> _Directions for this task_:
The entries are to be duplicated exactly, with nothing left out.

Records excerpted from a collection:

+-------+

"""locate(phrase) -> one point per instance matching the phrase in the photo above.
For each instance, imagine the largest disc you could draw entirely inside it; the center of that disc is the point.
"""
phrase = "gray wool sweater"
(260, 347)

+-------+

> _Response for this exercise_:
"""locate(phrase) -> one point per instance matching the phrase in the photo above.
For each instance, imagine the largest disc you could draw entirely inside it; the center of that disc is the point.
"""
phrase = "gray wool sweater"
(260, 347)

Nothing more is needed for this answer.